Фрагмент документа:
⟨
И я поинтересовался, есть ли у него еще какие-нибудь вопросы.

Тут он поведал мне о том, что отдыхал в этом году в Испании. И встретил там Сашу Юдахина, который в разговоре сказал ему: „Да ничего ты не добьешься, пока не вступишь в жидомасоны”. И когда Оганов спросил у него: „А к кому обратиться по этому вопросу?”, якобы по секрету, сообщил: „К Юрию Влодову…”

Юрий Александрович, примите меня, пожалуйста, в жидомасоны! — попросил он, обращаясь ко мне почему-то на „вы”.

Господи, чего только в жизни не бывает?!”

…Действительно, чего не бывает, особенно если учесть, что “случай с королевой” прописан в одном из рассказов у Окуджавы, а просьба о приеме “в жидомасоны” — в повести Войновича “Шапка”.

Ави Дан. Апокалипсис отменяется. Стихи. — “Континент”, 2007, № 2 (132) <http:// magazines.russ.ru/continent>.
⟩
Задание: Перепечатайте из фрагмента документа часть от слов «И я поинтересовался, есть» до слов «(132) <http:// magazines.russ.ru/continent>.» включительно. Представленный далее список для работы не требуется.

Представленный список:
⟨
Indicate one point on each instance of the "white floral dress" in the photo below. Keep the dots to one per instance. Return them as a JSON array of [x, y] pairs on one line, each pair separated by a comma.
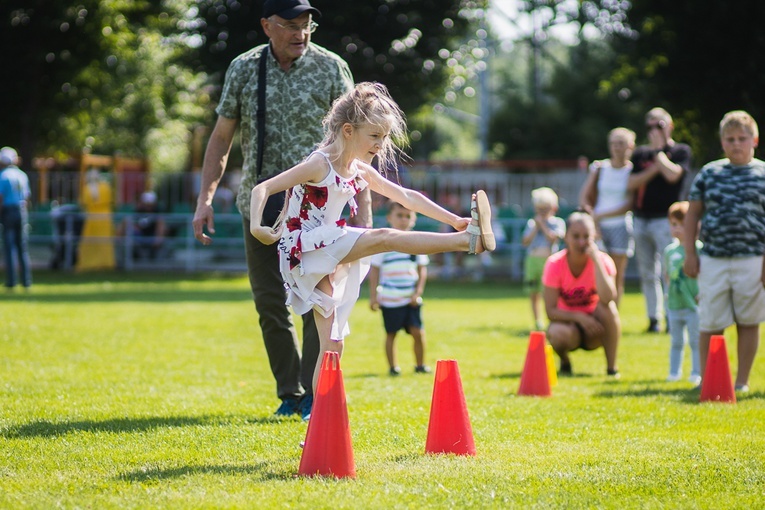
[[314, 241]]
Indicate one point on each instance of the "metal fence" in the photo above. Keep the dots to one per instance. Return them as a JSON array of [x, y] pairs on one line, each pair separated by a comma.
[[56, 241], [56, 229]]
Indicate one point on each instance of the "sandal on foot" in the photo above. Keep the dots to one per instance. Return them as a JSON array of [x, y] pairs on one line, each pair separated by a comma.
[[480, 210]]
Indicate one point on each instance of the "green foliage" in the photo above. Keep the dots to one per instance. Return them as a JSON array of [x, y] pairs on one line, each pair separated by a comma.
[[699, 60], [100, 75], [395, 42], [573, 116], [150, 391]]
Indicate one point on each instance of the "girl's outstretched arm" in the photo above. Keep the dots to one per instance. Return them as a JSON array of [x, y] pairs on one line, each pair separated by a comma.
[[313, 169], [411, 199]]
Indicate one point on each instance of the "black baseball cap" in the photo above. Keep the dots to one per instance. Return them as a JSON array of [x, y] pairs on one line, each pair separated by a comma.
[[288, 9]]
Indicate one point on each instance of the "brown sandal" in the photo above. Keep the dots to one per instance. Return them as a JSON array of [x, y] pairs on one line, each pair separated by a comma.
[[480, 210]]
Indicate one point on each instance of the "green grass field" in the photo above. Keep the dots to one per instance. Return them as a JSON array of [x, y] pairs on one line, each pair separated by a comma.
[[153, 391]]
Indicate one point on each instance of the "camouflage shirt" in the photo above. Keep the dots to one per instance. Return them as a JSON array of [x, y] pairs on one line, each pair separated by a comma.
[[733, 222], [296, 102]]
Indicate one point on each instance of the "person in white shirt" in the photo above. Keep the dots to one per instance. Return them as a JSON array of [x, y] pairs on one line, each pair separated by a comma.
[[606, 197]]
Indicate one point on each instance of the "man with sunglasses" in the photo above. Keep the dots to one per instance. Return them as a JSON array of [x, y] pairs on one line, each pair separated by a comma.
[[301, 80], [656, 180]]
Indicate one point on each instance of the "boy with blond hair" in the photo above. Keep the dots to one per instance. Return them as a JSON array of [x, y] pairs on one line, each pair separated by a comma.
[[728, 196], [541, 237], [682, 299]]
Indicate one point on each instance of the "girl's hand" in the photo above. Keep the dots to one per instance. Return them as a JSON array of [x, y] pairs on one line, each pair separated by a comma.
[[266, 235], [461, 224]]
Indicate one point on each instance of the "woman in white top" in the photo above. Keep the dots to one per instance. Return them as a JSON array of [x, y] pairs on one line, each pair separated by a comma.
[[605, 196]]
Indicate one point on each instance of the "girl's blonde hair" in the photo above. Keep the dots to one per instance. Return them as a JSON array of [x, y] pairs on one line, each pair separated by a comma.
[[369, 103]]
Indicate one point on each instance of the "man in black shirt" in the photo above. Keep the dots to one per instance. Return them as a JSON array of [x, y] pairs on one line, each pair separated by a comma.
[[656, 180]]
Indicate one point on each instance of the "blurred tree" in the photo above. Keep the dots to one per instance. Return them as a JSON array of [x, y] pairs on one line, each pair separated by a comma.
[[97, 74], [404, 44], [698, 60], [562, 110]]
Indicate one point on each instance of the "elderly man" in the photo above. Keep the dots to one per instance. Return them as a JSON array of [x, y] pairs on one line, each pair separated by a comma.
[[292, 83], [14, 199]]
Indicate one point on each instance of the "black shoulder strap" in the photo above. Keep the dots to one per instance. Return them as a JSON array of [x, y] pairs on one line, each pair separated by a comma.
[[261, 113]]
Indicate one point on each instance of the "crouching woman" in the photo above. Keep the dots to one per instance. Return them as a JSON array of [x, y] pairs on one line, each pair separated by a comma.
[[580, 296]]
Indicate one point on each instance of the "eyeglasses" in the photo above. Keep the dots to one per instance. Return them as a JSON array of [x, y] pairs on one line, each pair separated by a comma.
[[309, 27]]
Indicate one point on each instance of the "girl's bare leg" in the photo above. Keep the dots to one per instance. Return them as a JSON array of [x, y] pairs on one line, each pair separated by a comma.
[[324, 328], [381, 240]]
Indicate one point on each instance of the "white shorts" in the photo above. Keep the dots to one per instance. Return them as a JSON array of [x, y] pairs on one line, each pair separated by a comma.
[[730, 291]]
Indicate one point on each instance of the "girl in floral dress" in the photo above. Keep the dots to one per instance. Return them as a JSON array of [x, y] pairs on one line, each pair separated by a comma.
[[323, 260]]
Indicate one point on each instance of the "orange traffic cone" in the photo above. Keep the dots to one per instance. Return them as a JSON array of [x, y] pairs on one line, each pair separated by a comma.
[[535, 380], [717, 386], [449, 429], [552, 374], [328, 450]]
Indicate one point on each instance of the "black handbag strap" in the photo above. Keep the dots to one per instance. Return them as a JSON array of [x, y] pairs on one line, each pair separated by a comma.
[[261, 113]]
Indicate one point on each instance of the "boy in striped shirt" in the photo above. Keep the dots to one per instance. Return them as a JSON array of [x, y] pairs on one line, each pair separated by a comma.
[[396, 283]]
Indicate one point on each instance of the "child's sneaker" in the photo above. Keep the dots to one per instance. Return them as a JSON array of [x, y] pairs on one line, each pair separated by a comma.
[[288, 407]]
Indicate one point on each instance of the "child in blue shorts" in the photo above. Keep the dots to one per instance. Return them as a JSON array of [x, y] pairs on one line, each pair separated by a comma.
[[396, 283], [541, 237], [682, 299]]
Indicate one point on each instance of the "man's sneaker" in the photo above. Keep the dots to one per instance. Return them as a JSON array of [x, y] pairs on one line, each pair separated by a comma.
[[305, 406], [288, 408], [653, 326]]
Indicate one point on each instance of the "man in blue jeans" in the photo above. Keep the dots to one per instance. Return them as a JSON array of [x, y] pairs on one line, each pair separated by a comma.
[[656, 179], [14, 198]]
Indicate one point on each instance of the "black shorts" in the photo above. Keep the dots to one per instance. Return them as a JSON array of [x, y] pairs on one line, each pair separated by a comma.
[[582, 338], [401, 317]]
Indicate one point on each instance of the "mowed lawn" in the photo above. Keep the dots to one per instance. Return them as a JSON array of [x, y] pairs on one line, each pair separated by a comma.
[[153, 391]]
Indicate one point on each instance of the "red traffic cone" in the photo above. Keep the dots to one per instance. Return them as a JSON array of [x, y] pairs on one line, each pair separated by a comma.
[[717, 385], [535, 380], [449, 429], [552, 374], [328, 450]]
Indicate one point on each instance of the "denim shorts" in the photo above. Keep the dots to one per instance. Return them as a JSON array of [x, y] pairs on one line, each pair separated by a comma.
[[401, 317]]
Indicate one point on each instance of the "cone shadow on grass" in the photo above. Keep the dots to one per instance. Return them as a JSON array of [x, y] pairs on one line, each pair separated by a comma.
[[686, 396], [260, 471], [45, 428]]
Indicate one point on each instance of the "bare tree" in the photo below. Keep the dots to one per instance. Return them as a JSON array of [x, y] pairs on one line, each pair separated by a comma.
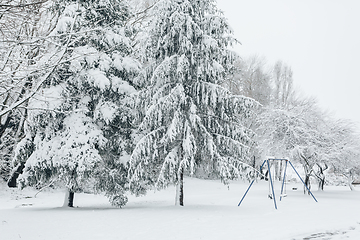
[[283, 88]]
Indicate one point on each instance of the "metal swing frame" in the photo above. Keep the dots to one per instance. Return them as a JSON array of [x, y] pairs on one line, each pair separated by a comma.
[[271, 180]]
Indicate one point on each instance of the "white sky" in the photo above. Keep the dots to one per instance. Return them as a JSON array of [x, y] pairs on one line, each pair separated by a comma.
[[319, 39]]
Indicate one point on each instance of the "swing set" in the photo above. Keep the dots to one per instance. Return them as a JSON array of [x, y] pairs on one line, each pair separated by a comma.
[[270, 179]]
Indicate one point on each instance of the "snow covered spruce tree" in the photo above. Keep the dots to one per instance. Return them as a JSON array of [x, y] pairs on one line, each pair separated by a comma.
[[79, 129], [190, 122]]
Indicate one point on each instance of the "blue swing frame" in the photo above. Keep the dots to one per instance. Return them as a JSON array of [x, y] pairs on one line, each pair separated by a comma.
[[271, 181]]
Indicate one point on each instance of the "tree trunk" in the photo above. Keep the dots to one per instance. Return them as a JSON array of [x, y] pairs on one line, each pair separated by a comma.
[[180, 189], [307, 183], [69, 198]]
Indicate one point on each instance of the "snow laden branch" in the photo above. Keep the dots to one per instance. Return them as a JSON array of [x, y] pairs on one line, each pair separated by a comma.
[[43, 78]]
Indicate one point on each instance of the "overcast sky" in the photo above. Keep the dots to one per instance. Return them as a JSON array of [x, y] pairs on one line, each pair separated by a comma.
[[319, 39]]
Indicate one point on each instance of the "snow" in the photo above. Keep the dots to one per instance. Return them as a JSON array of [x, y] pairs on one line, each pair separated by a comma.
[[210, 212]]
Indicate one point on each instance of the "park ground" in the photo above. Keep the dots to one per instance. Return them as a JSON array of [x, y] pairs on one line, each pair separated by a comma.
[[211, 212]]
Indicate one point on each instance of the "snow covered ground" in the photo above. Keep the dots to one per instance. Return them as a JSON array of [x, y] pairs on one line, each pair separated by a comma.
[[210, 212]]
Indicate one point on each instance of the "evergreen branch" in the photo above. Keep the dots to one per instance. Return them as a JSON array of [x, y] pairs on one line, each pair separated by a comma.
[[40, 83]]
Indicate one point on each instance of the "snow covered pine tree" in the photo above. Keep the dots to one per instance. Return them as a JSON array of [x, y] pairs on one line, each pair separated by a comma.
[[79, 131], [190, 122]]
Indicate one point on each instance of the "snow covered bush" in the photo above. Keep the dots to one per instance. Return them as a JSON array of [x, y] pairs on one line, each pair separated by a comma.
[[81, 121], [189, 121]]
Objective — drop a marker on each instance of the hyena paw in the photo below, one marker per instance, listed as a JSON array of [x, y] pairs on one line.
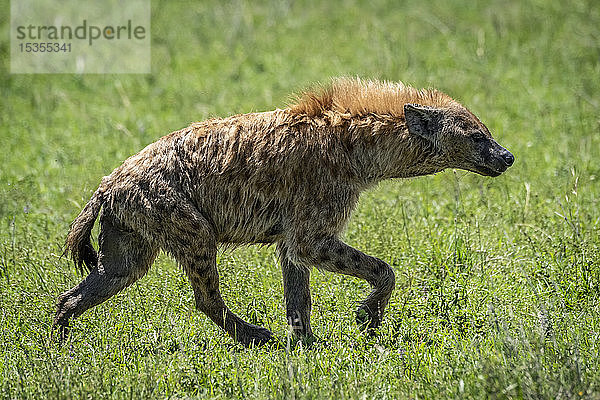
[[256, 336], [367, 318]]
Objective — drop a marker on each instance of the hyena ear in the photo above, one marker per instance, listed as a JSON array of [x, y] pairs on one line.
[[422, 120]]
⟩
⟨
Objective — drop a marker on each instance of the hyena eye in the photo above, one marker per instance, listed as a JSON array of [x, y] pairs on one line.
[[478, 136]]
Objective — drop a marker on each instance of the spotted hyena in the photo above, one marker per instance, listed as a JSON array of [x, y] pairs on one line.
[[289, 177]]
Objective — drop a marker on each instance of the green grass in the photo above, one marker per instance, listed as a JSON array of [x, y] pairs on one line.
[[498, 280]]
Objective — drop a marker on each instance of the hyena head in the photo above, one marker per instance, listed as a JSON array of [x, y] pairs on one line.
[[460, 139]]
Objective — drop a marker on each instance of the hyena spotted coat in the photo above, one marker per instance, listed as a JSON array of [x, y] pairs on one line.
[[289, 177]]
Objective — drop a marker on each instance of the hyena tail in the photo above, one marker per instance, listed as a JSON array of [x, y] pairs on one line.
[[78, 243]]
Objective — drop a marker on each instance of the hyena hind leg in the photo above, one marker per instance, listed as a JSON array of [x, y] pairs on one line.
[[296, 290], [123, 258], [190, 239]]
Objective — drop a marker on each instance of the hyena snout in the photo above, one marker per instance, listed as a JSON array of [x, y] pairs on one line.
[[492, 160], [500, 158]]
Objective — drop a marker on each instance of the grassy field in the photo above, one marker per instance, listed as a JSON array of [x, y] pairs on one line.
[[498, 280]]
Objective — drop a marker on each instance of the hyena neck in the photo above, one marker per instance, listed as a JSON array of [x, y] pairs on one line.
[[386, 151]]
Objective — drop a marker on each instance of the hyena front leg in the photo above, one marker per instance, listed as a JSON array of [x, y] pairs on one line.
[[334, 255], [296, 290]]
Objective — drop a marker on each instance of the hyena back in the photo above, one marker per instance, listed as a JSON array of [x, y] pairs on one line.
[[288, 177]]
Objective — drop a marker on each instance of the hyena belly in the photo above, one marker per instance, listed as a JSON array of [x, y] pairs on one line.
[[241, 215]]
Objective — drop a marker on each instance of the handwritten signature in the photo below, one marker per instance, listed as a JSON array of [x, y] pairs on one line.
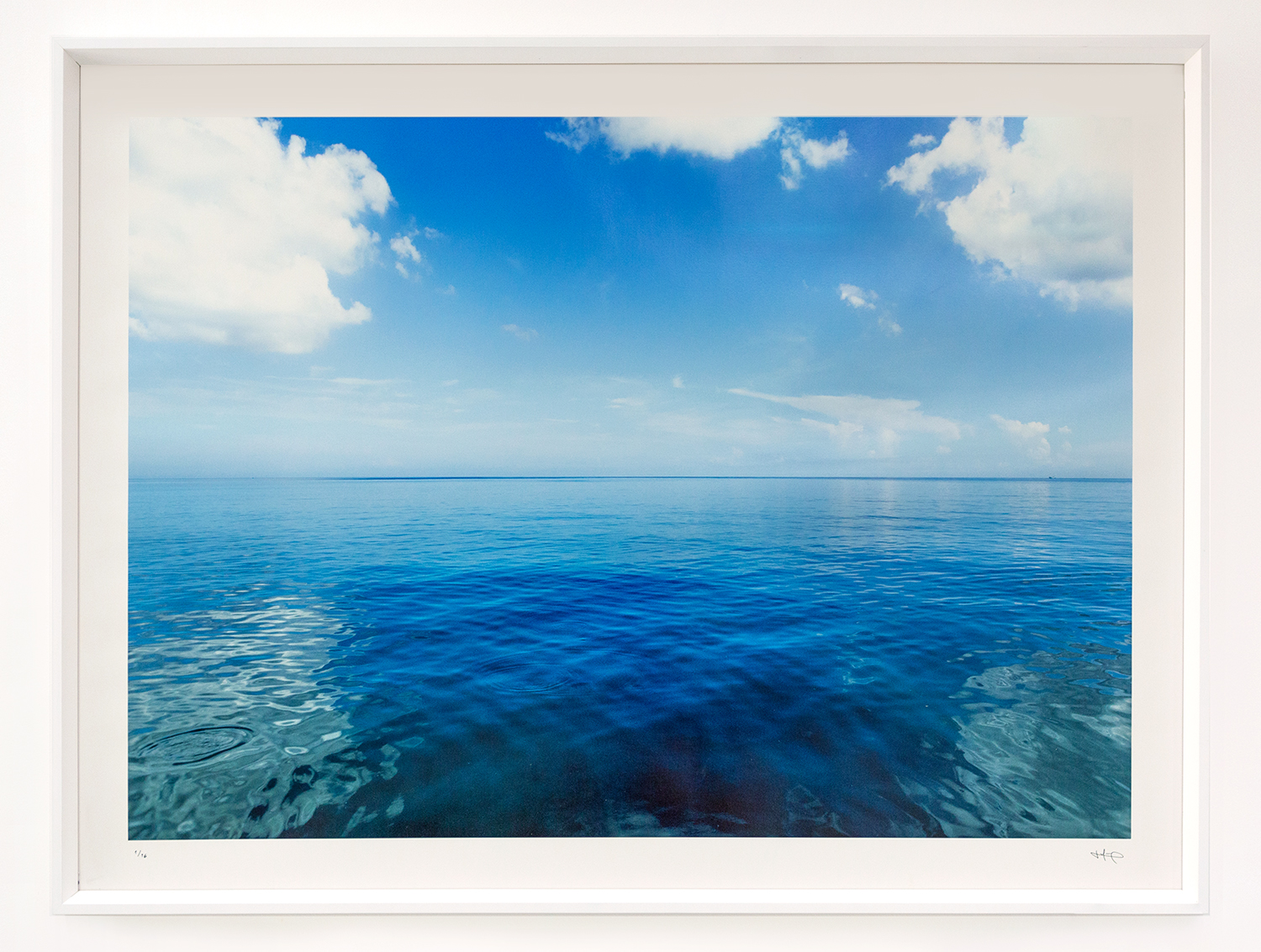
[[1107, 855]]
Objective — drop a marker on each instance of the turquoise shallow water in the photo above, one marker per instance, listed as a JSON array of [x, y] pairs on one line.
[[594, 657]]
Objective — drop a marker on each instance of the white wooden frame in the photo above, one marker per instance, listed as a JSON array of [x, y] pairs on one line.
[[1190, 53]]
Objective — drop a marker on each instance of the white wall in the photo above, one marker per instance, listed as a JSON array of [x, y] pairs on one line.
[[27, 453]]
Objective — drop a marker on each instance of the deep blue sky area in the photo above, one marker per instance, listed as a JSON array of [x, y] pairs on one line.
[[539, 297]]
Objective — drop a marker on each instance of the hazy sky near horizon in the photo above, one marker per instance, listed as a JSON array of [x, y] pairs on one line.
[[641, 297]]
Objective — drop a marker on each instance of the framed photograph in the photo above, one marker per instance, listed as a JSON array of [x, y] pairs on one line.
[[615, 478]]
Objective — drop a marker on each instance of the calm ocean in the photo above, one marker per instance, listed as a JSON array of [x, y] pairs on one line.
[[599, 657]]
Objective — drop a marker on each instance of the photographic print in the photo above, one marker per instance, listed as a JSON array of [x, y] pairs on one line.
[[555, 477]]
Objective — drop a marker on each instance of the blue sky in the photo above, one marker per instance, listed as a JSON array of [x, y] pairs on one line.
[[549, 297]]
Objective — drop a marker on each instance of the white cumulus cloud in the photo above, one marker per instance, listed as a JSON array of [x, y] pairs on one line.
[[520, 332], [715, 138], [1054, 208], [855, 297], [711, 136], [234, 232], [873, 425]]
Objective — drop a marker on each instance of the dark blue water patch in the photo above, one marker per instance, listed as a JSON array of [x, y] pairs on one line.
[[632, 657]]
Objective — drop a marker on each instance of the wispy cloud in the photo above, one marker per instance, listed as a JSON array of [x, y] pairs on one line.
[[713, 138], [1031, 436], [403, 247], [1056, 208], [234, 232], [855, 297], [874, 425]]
⟩
Ответ к заданию:
И я поинтересовался, есть ли у него еще какие-нибудь вопросы.

Тут он поведал мне о том, что отдыхал в этом году в Испании. И встретил там Сашу Юдахина, который в разговоре сказал ему: „Да ничего ты не добьешься, пока не вступишь в жидомасоны”. И когда Оганов спросил у него: „А к кому обратиться по этому вопросу?”, якобы по секрету, сообщил: „К Юрию Влодову…”

Юрий Александрович, примите меня, пожалуйста, в жидомасоны! — попросил он, обращаясь ко мне почему-то на „вы”.

Господи, чего только в жизни не бывает?!”

…Действительно, чего не бывает, особенно если учесть, что “случай с королевой” прописан в одном из рассказов у Окуджавы, а просьба о приеме “в жидомасоны” — в повести Войновича “Шапка”.

Ави Дан. Апокалипсис отменяется. Стихи. — “Континент”, 2007, № 2 (132) <http:// magazines.russ.ru/continent>.